**Exercise:** Rewrite all of the entries below as a numbered list, one line per item, skipping blank lines. Leave the pictures out of your answer.

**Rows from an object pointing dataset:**

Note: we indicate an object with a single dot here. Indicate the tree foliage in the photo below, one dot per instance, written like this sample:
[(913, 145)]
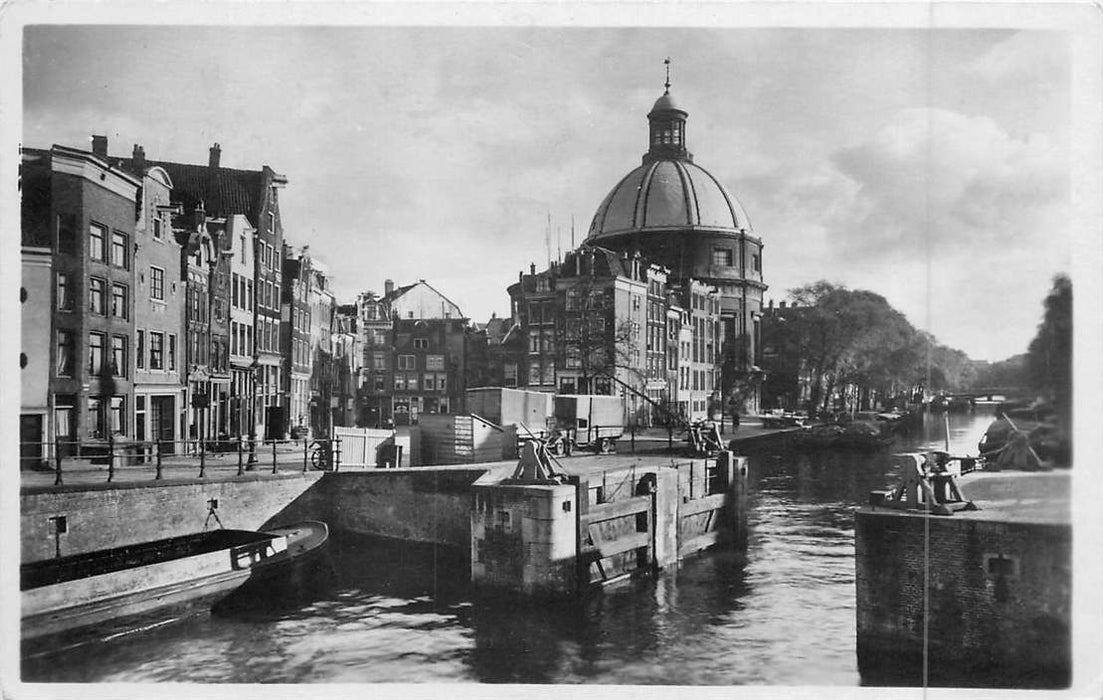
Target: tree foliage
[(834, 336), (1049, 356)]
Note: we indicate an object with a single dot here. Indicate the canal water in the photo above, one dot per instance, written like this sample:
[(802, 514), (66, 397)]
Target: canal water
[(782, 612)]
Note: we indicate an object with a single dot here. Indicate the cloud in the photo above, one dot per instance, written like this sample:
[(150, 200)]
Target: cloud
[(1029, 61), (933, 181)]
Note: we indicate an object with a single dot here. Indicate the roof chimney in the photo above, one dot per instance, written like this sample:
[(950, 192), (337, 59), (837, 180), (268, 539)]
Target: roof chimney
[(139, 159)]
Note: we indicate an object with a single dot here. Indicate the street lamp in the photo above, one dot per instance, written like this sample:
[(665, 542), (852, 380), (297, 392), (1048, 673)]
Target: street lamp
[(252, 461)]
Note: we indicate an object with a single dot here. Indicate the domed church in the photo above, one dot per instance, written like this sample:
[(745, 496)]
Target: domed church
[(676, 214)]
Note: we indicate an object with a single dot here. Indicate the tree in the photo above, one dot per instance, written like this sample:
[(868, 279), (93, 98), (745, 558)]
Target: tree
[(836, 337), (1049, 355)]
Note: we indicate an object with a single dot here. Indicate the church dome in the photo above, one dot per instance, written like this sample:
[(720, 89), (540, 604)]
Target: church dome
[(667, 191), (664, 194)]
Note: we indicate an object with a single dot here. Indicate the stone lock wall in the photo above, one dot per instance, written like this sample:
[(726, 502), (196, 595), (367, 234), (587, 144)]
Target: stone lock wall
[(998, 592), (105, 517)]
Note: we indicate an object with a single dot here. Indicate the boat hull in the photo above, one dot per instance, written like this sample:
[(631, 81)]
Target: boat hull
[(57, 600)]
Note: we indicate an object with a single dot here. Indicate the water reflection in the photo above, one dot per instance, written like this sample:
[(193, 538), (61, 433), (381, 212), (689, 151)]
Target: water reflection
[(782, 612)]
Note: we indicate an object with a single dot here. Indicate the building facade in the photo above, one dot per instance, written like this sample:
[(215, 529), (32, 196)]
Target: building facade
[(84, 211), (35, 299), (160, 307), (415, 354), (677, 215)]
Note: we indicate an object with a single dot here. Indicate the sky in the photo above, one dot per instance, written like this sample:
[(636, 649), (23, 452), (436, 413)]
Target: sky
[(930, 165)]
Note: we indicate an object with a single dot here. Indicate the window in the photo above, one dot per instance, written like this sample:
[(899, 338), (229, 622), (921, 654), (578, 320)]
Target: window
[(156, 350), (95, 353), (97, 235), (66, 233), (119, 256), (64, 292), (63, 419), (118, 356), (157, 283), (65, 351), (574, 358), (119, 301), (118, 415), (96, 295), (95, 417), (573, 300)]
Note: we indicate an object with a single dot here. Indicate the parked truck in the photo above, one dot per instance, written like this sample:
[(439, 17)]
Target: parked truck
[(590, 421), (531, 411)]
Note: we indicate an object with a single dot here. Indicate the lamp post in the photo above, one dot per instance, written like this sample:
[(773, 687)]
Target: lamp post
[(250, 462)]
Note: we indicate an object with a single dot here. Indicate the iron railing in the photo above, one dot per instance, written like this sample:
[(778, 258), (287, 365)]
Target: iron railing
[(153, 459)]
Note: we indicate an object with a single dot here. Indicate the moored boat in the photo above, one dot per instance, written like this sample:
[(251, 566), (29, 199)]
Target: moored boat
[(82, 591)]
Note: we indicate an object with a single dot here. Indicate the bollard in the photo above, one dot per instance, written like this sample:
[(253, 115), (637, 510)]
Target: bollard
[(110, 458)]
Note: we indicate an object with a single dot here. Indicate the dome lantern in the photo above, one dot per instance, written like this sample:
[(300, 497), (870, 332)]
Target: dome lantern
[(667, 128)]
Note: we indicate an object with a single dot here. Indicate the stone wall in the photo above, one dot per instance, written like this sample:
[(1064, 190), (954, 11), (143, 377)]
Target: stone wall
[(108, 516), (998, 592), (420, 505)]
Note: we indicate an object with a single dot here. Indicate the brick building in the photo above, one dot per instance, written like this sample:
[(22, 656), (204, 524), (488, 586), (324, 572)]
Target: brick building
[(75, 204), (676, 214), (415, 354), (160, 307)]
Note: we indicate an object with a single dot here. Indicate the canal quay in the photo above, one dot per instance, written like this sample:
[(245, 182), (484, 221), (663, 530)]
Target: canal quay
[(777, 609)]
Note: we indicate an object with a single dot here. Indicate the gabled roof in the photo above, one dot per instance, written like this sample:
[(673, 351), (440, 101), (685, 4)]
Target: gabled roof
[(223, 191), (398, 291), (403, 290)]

**Result of this task:**
1. Note: we indicate an object with a single dot here. Indicate the tree foliage in the photo below, one dot per instance, written like this sample:
2. [(913, 145)]
3. Target: tree foliage
4. [(834, 336), (1049, 356)]
5. Note: we indicate an object with a single dot here. Indicate the canal water in the photo above, one dot per instance, written like this sample:
6. [(802, 514), (66, 397)]
7. Target: canal water
8. [(782, 612)]
9. Note: we indicate an object with a single dot here. Indicate the cloud in the photo above, one dot per instance, written like this sample:
10. [(150, 200)]
11. Target: cloud
12. [(1029, 61), (933, 181)]
13. Note: we indicate an object with a single dot here. Indicate the roof chimney in the photo above, one dot per instance, written like this sample:
14. [(950, 192), (337, 59), (837, 180), (268, 539)]
15. Target: roof chimney
16. [(139, 159)]
17. Note: we indicate an object with a single dot here. Indicate the street lamp in the photo above, one dot per instance, written like this sample:
18. [(665, 542), (852, 380), (297, 392), (1048, 673)]
19. Target: street lamp
20. [(252, 461)]
21. Note: we indicate an object with a single dot here. Indicate the domed church in the photo above, one dot per instance, written like this sample:
22. [(745, 496)]
23. Target: domed church
24. [(676, 214)]
25. Note: we indicate an object with a single dot here. Indicate the tree in the photo above, one dot per instance, written like this sample:
26. [(868, 279), (93, 98), (745, 558)]
27. Target: tree
28. [(836, 337), (1049, 355)]
29. Note: we indicate an object with a single dot here. Indicate the church dome in the photo above, one dot per instance, written like this sample:
30. [(720, 89), (540, 604)]
31. Target: church dome
32. [(667, 191), (664, 194)]
33. Note: we indicate an object with a single dot here. Indicate the stone lock wall in the photo above, one dot per instance, written like this sample:
34. [(726, 502), (196, 595), (367, 234), (587, 144)]
35. Target: stone lock wall
36. [(998, 592), (105, 517)]
37. Note: we indicate an object with a single dot here. Indicate the boat hull in the photo above, one dot per instance, written like this sample:
38. [(631, 81)]
39. Target: boat hull
40. [(57, 600)]
41. Note: we indicate an object with a single dot here. Indicate the water reflection in the photo above, one dot per instance, written like this sample:
42. [(193, 538), (61, 433), (381, 212), (689, 151)]
43. Target: water reflection
44. [(782, 612)]
45. Note: we indicate an object with a single dot here. Indicate the building facade in the photo above, one dot per instance, written like this sample:
46. [(215, 529), (32, 196)]
47. Target: building facade
48. [(84, 211), (35, 299), (160, 307), (415, 354), (677, 215)]
49. Note: we indicate an object with a single dot here. Indicate the sky in the photo above, one dot per instance, written like this sample:
50. [(636, 649), (23, 452), (436, 413)]
51. Target: sky
52. [(930, 165)]
53. Note: we indicate an object with a single dot here. Indicate the window in the photo above, one dot per instance, written like this sample:
54. [(899, 338), (229, 622), (921, 654), (578, 320)]
55. Target: window
56. [(156, 350), (95, 353), (97, 235), (66, 233), (119, 256), (64, 292), (63, 419), (118, 356), (157, 283), (65, 351), (574, 358), (119, 301), (118, 415), (96, 295), (95, 417), (573, 300)]
57. Note: we indicate an object with a single dot here. Indicate the parked truck in the photo above, one dot per instance, written like this sample:
58. [(439, 17)]
59. Target: parked truck
60. [(590, 421), (531, 411)]
61. Note: we indicate an object with a single dot here. Indicate the lamp post in the photo above, one dot per instance, written like this sample:
62. [(773, 687)]
63. Target: lamp post
64. [(250, 462)]
65. Note: we indicate an object with a single dot here. Indicate the iron railing in the photo above, one dot per instance, written like this sample:
66. [(778, 258), (287, 365)]
67. Target: iron railing
68. [(153, 459)]
69. Note: we indicate an object with a single dot here. Indicate the moored boat in the photo above, one dot per instance, written like this sample:
70. [(251, 566), (29, 199)]
71. Target: moored boat
72. [(82, 591)]
73. Note: we indicate an object with a single dot here. Indicate the bollard in the photo above, one dot per instance, written like this sample:
74. [(253, 115), (637, 510)]
75. Target: bollard
76. [(110, 458)]
77. Note: we indicate an object with a single dot here. Indicate the dome lantern in the photo above, one dot per instance, written like this sample:
78. [(300, 497), (870, 332)]
79. Target: dome lantern
80. [(667, 128)]
81. Note: we indicate an object with a single dot here. Indicate the stone wall in the photo above, one dot per instance, written like this sample:
82. [(1064, 190), (954, 11), (143, 377)]
83. Target: stone wall
84. [(108, 516), (998, 592), (420, 505)]
85. Note: we indicate an object with a single dot here. Indicate the brick building in the photo above, one dot per instance, written like this sample:
86. [(22, 656), (204, 524), (488, 586), (324, 572)]
87. Target: brick building
88. [(75, 204), (676, 214), (415, 354), (160, 307)]
89. Note: we indicate an object with a single dot here. Indicate the canal quay in the photo above, one dot per instance, written like this sample:
90. [(245, 182), (484, 221), (663, 530)]
91. Target: canal quay
92. [(777, 609)]
93. Note: we indicate an object with a single dot here. Indicate the gabled roof in the photo above, one dot per instance, written like this sample:
94. [(673, 351), (440, 101), (685, 4)]
95. Target: gabled roof
96. [(223, 191), (398, 291), (403, 290)]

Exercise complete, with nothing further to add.